=== To do ===
Repeat each record exactly, skipping the pictures.

=== Items listed in a dataset ===
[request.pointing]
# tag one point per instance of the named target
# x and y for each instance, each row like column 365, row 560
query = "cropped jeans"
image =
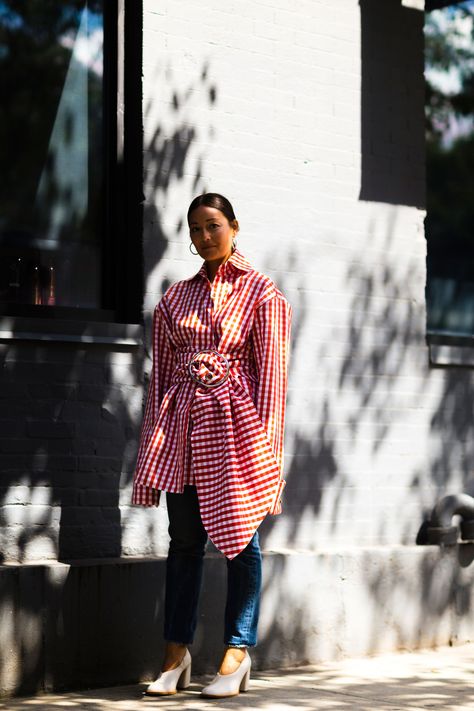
column 184, row 573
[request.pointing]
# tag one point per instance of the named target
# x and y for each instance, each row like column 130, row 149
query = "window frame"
column 122, row 221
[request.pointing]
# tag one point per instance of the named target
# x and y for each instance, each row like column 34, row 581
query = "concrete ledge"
column 98, row 623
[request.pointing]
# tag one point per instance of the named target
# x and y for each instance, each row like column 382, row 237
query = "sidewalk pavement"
column 441, row 679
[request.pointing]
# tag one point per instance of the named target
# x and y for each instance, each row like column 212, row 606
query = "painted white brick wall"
column 261, row 101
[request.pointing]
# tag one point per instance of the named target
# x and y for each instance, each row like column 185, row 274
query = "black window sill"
column 450, row 349
column 19, row 328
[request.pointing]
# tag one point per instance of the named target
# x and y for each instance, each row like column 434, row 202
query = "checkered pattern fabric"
column 227, row 440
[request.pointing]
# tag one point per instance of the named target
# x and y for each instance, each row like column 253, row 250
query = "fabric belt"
column 208, row 368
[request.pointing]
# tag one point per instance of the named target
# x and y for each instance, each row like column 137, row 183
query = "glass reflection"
column 51, row 127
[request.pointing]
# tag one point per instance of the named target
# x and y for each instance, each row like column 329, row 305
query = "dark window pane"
column 51, row 166
column 450, row 168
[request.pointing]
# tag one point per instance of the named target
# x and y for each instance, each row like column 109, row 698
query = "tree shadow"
column 71, row 415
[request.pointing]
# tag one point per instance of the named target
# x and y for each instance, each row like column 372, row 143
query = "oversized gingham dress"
column 226, row 440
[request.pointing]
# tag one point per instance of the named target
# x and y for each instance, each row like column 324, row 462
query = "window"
column 59, row 157
column 449, row 33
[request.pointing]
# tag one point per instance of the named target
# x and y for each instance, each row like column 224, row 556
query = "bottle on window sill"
column 37, row 297
column 52, row 288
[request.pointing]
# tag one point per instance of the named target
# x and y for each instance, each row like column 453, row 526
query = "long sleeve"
column 271, row 338
column 160, row 380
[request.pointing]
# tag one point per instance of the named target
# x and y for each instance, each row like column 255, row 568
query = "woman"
column 212, row 437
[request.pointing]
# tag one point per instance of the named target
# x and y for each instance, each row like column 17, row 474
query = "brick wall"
column 270, row 105
column 309, row 117
column 311, row 121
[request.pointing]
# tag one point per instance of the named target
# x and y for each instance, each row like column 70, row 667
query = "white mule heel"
column 168, row 682
column 230, row 684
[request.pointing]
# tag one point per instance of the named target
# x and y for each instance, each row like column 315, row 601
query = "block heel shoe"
column 224, row 685
column 169, row 682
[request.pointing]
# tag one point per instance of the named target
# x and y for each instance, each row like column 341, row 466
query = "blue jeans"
column 184, row 573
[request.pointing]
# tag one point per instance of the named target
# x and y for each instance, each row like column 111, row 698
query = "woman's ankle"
column 174, row 654
column 232, row 659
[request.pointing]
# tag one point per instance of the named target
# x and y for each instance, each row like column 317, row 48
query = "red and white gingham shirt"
column 226, row 440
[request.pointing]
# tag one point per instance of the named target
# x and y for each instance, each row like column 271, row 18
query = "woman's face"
column 212, row 233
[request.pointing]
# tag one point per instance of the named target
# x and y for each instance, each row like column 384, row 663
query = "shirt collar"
column 236, row 260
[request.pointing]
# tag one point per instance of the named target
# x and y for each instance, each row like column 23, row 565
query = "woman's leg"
column 183, row 568
column 244, row 582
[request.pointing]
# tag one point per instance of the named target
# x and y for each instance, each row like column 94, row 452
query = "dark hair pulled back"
column 213, row 200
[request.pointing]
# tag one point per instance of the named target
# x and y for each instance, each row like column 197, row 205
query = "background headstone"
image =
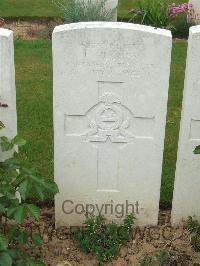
column 110, row 5
column 7, row 88
column 110, row 104
column 187, row 183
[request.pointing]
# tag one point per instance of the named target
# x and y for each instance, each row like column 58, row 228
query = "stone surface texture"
column 187, row 183
column 110, row 102
column 8, row 113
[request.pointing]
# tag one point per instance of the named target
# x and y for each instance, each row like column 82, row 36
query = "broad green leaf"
column 37, row 240
column 33, row 211
column 5, row 259
column 24, row 189
column 3, row 242
column 37, row 263
column 6, row 145
column 21, row 263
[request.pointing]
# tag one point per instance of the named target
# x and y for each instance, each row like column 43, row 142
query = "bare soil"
column 59, row 248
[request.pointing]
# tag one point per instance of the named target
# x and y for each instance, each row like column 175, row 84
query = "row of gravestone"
column 110, row 92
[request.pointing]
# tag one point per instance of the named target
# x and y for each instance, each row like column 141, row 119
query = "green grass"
column 34, row 105
column 45, row 8
column 173, row 118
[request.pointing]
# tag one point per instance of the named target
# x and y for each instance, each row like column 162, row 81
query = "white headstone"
column 8, row 113
column 110, row 104
column 110, row 6
column 187, row 183
column 196, row 9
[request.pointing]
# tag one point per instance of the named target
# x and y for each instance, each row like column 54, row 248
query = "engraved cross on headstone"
column 109, row 126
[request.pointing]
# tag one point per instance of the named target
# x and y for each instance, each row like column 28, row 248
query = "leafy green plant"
column 84, row 10
column 102, row 238
column 19, row 181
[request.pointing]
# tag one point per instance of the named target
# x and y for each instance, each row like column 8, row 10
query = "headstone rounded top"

=== Problem solution ===
[request.pointing]
# tag one point per instance of the named target
# x and y for each instance, each row like column 365, row 560
query = "cropped jeans"
image =
column 184, row 573
[request.pointing]
# tag one point per instance of the named target
# x and y for each instance, each row like column 130, row 149
query = "window frame"
column 122, row 221
[request.pointing]
# tag one point per instance of the named target
# x and y for each instance, each row like column 34, row 581
query = "concrete ledge"
column 98, row 623
[request.pointing]
# tag one point per instance of the named target
# x and y for each instance, each row like column 382, row 237
query = "sidewalk pavement"
column 441, row 679
[request.pointing]
# tag one point per instance of the named target
# x and y for each instance, each row like column 212, row 606
query = "painted white brick wall"
column 261, row 101
[request.pointing]
# tag one point per instance of the named target
# x and y for each instance, each row like column 185, row 274
query = "black window sill"
column 450, row 349
column 19, row 328
[request.pointing]
# tag one point per instance of the named target
# x and y for each instance, each row like column 434, row 202
query = "checkered pattern fabric"
column 227, row 440
[request.pointing]
# tag one point per instance of the named target
# x and y for each instance, each row like column 253, row 250
query = "fabric belt"
column 208, row 368
[request.pointing]
# tag one point per instance of the named target
# x and y for each instance, each row like column 137, row 183
query = "glass reflection"
column 51, row 127
[request.pointing]
# tag one point per instance of the named target
# x and y for each instance, each row like column 329, row 305
query = "dark window pane"
column 51, row 166
column 450, row 168
[request.pointing]
# tag one point per instance of the named target
# x and y for each instance, each row like column 109, row 698
query = "tree shadow"
column 71, row 415
[request.pointing]
# tag one point per instance of the named target
# x and y for each instance, each row like column 372, row 143
query = "oversized gingham dress"
column 226, row 440
[request.pointing]
# tag one point per instance of the named target
# x and y for each instance, each row like column 324, row 462
query = "window"
column 59, row 157
column 449, row 33
[request.pointing]
# tag one point per instance of the named target
# x and y for each instance, each row like column 224, row 556
query = "bottle on window sill"
column 37, row 297
column 52, row 288
[request.pointing]
# tag one point per instance of the named target
# x and y for each instance, each row like column 453, row 526
query = "long sleeve"
column 271, row 338
column 160, row 380
[request.pointing]
# tag one point per instance of the named target
# x and y for each instance, each row like column 255, row 568
query = "woman"
column 212, row 437
[request.pointing]
# tag one point per instance of the named target
# x and y for each instance, each row like column 17, row 474
query = "brick wall"
column 270, row 105
column 309, row 117
column 311, row 121
[request.pointing]
# tag one point per instance of the named target
# x and y for each instance, each row like column 70, row 667
query = "white mule heel"
column 168, row 682
column 230, row 684
[request.pointing]
# tag one point per instance of the named target
# x and y for each instance, each row like column 315, row 601
query = "block heel shoe"
column 224, row 685
column 169, row 682
[request.pointing]
# tag one point per instance of the named target
# x and y for each instance, each row like column 341, row 466
query = "blue jeans"
column 184, row 573
[request.pointing]
# tag one point per instance of the named target
# x and y for each instance, each row like column 111, row 698
query = "woman's ankle"
column 174, row 654
column 232, row 659
[request.pointing]
# tag one point per instance of the named target
# x and y for each instance, each row like column 317, row 48
query = "red and white gingham shirt"
column 226, row 440
[request.pointing]
# tag one point per instance of the named target
# x and y for each instance, each row like column 271, row 18
query = "woman's face"
column 212, row 233
[request.pointing]
# tag one point per instance of the named target
# x and y for each instance, each row like column 384, row 663
query = "shirt collar"
column 236, row 260
[request.pointing]
# tag one point per instance of the named target
# x and y for each instance, each row like column 23, row 565
query = "woman's leg"
column 183, row 568
column 244, row 582
[request.pointing]
# tag one point per instance of the named target
# x and y for each instance, each row like column 94, row 452
query = "dark hair pulled back"
column 213, row 200
[request.pointing]
# tag one point per instance of the named target
# x and y for each instance, each row like column 197, row 205
query = "background headstone"
image =
column 110, row 5
column 7, row 88
column 110, row 104
column 187, row 183
[request.pointing]
# tag one point per instance of the named target
# x and y for each instance, each row like column 58, row 228
query = "stone surface texture"
column 187, row 183
column 110, row 102
column 8, row 113
[request.pointing]
# tag one point per instance of the named target
# x and y for each instance, each row like column 82, row 36
query = "broad green leaf"
column 37, row 240
column 33, row 211
column 5, row 259
column 24, row 189
column 3, row 242
column 37, row 263
column 6, row 145
column 21, row 263
[request.pointing]
# tag one point per instance of the named target
# x and y for each instance, each row like column 43, row 142
query = "bare soil"
column 59, row 248
[request.pointing]
# tag one point per instance of the named target
# x and y for each instance, each row like column 175, row 84
query = "row of gravestone"
column 110, row 92
[request.pointing]
# tag one point per instance of the named target
# x and y for each instance, each row like column 141, row 119
query = "green grass"
column 34, row 105
column 45, row 8
column 173, row 118
[request.pointing]
# tag one point per instance of the named target
# x and y for each instance, each row like column 162, row 81
query = "white headstone"
column 8, row 113
column 110, row 104
column 110, row 6
column 187, row 183
column 196, row 9
[request.pointing]
# tag one point per instance of the named target
# x and y for each instance, each row like column 54, row 248
query = "engraved cross on headstone"
column 109, row 126
[request.pointing]
# tag one point per instance of the named target
# x and y for each instance, each row like column 28, row 248
query = "leafy green plant"
column 84, row 10
column 102, row 238
column 19, row 181
[request.pointing]
# tag one point per instance of the named target
# x and y for each instance, each row like column 8, row 10
query = "headstone rounded top"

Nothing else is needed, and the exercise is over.